### Input:
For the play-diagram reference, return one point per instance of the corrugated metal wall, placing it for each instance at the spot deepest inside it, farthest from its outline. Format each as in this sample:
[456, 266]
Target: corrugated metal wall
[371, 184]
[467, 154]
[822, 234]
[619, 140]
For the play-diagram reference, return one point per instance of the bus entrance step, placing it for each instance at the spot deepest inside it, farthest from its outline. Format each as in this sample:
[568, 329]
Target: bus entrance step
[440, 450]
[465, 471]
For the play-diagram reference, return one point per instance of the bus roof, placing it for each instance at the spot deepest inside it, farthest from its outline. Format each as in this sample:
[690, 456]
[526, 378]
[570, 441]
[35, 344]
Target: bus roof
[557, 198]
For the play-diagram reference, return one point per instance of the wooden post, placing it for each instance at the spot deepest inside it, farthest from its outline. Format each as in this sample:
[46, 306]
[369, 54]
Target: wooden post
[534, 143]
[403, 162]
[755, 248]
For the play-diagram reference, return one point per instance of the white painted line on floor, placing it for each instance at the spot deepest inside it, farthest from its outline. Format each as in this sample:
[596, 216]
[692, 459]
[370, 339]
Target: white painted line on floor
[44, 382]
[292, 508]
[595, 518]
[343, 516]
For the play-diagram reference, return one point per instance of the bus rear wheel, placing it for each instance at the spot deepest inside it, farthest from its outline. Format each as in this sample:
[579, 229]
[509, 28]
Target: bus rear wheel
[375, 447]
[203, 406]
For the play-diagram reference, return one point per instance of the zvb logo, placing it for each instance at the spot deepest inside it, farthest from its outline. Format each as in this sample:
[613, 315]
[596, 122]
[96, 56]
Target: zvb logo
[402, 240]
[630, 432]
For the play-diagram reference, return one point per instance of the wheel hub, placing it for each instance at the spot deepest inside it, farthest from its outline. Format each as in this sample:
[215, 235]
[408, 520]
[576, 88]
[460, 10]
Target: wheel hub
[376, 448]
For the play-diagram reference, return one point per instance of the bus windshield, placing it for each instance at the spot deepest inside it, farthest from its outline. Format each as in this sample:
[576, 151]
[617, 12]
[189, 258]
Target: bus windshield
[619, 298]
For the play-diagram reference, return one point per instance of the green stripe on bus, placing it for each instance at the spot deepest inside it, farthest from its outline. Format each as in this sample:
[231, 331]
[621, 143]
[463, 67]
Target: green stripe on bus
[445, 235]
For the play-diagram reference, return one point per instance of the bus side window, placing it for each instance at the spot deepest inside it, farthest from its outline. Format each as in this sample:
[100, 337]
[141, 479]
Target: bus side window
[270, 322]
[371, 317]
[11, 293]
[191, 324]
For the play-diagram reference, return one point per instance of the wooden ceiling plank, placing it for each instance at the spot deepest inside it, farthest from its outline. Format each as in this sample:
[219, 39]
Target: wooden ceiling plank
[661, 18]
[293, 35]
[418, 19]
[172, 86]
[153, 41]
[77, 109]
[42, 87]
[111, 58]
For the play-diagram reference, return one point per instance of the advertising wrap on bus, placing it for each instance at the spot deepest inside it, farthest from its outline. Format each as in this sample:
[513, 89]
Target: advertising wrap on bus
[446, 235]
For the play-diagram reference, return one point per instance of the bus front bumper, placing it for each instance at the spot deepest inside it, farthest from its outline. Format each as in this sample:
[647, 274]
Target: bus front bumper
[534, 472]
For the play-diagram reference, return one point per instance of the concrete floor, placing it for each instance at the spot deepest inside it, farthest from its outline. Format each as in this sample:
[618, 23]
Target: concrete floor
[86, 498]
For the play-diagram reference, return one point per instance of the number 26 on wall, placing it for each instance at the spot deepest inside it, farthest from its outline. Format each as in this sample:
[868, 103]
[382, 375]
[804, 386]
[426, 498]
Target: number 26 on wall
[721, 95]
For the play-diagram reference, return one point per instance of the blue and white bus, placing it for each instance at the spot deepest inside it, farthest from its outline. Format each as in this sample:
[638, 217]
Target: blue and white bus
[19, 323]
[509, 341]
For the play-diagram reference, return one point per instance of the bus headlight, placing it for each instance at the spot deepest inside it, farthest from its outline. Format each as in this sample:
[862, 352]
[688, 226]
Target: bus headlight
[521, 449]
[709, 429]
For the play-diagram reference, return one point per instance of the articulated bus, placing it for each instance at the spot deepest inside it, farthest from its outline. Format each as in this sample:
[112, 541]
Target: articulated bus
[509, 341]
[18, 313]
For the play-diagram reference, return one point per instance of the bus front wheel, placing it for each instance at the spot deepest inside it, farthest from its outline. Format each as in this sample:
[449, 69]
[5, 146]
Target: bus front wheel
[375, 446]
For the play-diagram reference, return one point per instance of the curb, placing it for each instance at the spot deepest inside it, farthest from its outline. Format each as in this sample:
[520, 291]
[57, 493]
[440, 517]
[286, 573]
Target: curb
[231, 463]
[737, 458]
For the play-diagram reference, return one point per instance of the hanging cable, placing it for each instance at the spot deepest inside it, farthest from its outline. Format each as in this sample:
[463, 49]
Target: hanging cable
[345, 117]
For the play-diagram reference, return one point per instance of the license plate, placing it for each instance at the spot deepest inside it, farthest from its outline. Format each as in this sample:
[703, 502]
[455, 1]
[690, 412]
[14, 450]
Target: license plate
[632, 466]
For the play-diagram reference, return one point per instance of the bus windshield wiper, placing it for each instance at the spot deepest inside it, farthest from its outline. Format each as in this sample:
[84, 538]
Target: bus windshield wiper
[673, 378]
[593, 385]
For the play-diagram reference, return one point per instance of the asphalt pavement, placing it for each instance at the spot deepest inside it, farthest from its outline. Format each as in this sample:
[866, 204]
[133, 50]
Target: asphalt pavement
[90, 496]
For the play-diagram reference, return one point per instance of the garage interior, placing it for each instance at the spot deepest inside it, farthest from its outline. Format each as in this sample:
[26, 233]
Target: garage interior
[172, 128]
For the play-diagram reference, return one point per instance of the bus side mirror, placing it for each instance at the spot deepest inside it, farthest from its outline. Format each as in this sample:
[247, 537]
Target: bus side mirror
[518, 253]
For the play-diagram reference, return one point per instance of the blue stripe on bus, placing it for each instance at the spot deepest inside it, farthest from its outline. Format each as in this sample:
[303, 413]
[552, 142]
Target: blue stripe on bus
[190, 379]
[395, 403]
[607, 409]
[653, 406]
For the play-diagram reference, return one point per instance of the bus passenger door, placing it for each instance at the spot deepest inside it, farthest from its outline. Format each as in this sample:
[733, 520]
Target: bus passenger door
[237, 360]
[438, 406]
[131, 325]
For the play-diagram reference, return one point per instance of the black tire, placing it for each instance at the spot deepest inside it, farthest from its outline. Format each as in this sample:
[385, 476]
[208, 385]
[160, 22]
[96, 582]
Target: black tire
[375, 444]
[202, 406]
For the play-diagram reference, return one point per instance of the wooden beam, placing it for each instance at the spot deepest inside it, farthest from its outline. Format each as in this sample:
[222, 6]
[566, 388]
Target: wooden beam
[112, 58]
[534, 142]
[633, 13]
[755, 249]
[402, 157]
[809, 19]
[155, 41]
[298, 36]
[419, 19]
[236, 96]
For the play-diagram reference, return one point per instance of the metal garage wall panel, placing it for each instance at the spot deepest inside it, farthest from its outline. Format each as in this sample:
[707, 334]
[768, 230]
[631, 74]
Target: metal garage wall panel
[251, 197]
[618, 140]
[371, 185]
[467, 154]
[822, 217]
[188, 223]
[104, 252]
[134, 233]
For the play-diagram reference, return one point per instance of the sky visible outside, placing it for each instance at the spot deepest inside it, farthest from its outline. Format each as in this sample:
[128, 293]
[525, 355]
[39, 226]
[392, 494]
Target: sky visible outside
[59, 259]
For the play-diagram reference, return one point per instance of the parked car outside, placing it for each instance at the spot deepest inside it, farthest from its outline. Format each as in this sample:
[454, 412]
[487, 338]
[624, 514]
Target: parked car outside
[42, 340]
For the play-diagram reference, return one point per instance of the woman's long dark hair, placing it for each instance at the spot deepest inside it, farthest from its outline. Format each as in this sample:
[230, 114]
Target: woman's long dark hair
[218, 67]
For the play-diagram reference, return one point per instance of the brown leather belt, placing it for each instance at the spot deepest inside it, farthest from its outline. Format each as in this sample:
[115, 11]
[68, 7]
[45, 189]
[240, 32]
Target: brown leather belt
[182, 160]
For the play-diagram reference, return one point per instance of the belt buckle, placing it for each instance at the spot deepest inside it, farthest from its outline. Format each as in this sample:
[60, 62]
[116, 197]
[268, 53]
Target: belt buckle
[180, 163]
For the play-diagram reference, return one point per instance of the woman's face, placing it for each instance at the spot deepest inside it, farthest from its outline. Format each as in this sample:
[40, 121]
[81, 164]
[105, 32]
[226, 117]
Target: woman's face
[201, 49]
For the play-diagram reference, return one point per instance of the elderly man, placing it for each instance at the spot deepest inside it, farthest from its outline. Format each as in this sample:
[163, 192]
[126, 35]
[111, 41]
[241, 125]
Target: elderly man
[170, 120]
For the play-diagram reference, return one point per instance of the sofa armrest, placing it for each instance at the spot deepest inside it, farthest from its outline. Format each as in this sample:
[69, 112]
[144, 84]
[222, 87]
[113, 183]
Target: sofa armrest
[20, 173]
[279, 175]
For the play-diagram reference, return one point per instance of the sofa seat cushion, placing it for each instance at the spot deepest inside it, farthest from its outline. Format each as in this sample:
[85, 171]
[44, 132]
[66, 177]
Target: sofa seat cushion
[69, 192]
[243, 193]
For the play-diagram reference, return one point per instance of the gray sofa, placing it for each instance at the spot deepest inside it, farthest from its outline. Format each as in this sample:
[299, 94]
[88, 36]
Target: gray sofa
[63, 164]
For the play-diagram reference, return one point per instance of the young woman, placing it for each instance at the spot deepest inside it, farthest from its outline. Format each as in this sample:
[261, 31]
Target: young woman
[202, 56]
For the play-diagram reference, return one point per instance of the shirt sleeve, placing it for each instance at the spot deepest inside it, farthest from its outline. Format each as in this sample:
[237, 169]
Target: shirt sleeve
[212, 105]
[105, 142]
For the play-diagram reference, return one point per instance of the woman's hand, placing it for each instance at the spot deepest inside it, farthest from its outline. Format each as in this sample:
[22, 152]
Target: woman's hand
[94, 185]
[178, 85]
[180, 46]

### What is expected:
Reproduce exactly the line containing "the sofa seat" and every line after it through the end of the records above, and nothing else.

### Solution to this problem:
For the play-diagram reference, return one point per instance of the sofa seat cushion, placing it for each instance at the spot deepest inside it, farthest from its outline. Format each as in this sample:
[85, 171]
[44, 132]
[66, 177]
Target: sofa seat cushion
[69, 192]
[243, 193]
For the play-diagram reference, return one point per instance of the gray sofa, placing it for each instance at the spot deepest inside it, farthest from its outline. Format each as in this sample:
[299, 94]
[88, 36]
Target: gray sofa
[63, 164]
For the play-diagram reference, return one point per instance of the young woman, placing it for each instance at the spot deepest inside it, farthest from its outline. Format each as in this sample:
[261, 31]
Target: young woman
[202, 56]
For the play-diagram reference, return one point per instance of the shirt sleeve, placing it for each instance at the spot deepest inside it, farthest from its outline. Format each as in this sample:
[237, 169]
Target: shirt sleeve
[212, 105]
[105, 142]
For the play-diagram reference, return one point per instance of the woman's hand, placing it for each instance at the spot deepest inside it, farthest from its outline. Format each as in this sample:
[22, 152]
Target: woman's hand
[94, 185]
[178, 85]
[180, 46]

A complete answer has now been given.